Below, copy out everything from the line containing "Return one point per instance of the mobile" down to the line containing "<point>120,116</point>", keeping both of those lines. Leave out the picture.

[begin Excerpted data]

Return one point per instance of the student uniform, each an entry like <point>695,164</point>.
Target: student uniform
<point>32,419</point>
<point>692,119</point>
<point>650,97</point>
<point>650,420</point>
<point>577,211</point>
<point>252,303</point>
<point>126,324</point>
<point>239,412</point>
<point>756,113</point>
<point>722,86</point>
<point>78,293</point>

[end Excerpted data]
[begin Excerpted data]

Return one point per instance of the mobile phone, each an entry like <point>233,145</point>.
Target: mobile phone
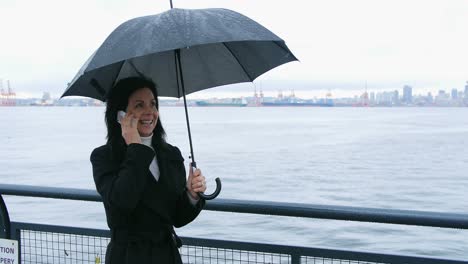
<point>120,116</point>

[end Excerpted data]

**Answer to the task**
Return one point per instance of the mobile phone, each an entry like <point>233,145</point>.
Target: mobile phone
<point>120,116</point>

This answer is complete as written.